··· EXCERPT PROVIDED

The Tragedy of the Commons occurs when a group’s individual incentives lead them to take actions which, in aggregate, lead to negative consequences for all group members. It is a multi-player version of the Prisoner’s Dilemma. In the version of the game from which it got its name, the players are two prisoners, held in separate cells. Each has to choose between “cooperating” with the other (keeping quiet) or “defecting” (giving evidence against the other). Each makes the choice without knowing what the other will do. If both prisoners keep quiet, they are each sentenced to one year in prison. If one rats on the other, he or she goes free and the other gets 10 years. If they both rat on each other, they each get 5 years. The problem arises because whatever your opponent does, defecting gives you a higher payoff than cooperating. In 1984 Robert Axelrod published a book called The Evolution of Cooperation, which contained a surprising reflection: if you play a Prisoner’s Dilemma game, not once, but repeatedly, then what you are likely to see emerging is cooperative, rather than mutually destructive, behaviour. He announced a competition, inviting the submission of computer programs to play Prisoners Dilemma, which he pitted against each other to see which strategies did best. Surprisingly, it was the simplest programme which won: called Tit-for-Tat, submitted by Professor Anatol Rapoport. Axelrod went on to boil the essence of Tit-for-Tat down to four simple rules:
- Be Nice. Start by cooperating, and never be the first to defect. Otherwise you have no chance of getting into the zone where you both cooperate repeatedly and rack up the best outcome over time.
- Be Retaliatory. If the other player defects, inflict a cost on him or her which is at least as severe – otherwise you open yourself to exploitation.
- Be Forgiving. If your opponent mends his ways after defecting, restore cooperation as quickly as possible, so that you can both get back to scoring highly on each round.
- Be Clear. Since there is no way to beat the Nice, Retaliatory and Forgiving strategy, if your opponent knows you are following it, there is no incentive for him or her to seek advantage – it will only destroy his or her score as well as yours.

······
··· INFORMATION GIVEN

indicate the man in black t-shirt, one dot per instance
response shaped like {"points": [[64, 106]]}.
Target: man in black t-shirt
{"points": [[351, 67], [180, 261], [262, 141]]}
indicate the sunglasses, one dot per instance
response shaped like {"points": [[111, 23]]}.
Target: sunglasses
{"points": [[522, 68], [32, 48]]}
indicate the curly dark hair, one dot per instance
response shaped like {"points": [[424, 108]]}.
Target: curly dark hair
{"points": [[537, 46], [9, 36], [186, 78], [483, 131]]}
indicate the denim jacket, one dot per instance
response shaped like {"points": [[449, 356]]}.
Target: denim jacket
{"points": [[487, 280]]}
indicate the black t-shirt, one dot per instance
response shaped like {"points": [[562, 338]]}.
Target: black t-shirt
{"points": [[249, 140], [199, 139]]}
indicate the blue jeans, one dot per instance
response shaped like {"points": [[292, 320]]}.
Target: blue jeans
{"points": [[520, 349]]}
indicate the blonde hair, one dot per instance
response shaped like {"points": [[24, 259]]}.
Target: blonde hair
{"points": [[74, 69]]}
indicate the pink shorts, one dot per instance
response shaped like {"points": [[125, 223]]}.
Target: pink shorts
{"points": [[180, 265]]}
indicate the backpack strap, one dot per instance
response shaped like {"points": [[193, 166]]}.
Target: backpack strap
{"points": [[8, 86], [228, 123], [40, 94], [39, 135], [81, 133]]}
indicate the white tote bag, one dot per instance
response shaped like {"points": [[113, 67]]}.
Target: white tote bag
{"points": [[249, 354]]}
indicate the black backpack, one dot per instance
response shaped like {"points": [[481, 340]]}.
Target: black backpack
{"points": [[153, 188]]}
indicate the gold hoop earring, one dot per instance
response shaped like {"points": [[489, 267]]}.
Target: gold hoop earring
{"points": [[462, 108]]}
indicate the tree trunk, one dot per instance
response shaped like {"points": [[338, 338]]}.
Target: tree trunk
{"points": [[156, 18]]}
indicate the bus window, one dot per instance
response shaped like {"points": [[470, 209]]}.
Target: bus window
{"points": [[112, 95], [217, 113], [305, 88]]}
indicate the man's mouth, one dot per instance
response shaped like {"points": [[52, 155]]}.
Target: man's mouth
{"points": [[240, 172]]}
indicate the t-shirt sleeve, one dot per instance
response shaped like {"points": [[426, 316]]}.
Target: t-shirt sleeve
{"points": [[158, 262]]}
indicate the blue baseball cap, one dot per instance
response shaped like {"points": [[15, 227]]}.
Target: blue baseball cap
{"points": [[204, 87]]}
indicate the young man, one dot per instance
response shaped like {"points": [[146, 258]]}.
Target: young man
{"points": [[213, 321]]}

······

• [REQUIRED TASKS]:
1. In the passage on the Tragedy of the Commons, who submitted the Tit-for-Tat program?
2. Reproduce word for word the portion of the passage on the Tragedy of the Commons that runs from "- Be Retaliatory." up to and including "yourself to exploitation.".

• [ANSWERS IN ORDER]:
1. Professor Anatol Rapoport

2.
- Be Retaliatory. If the other player defects, inflict a cost on him or her which is at least as severe – otherwise you open yourself to exploitation.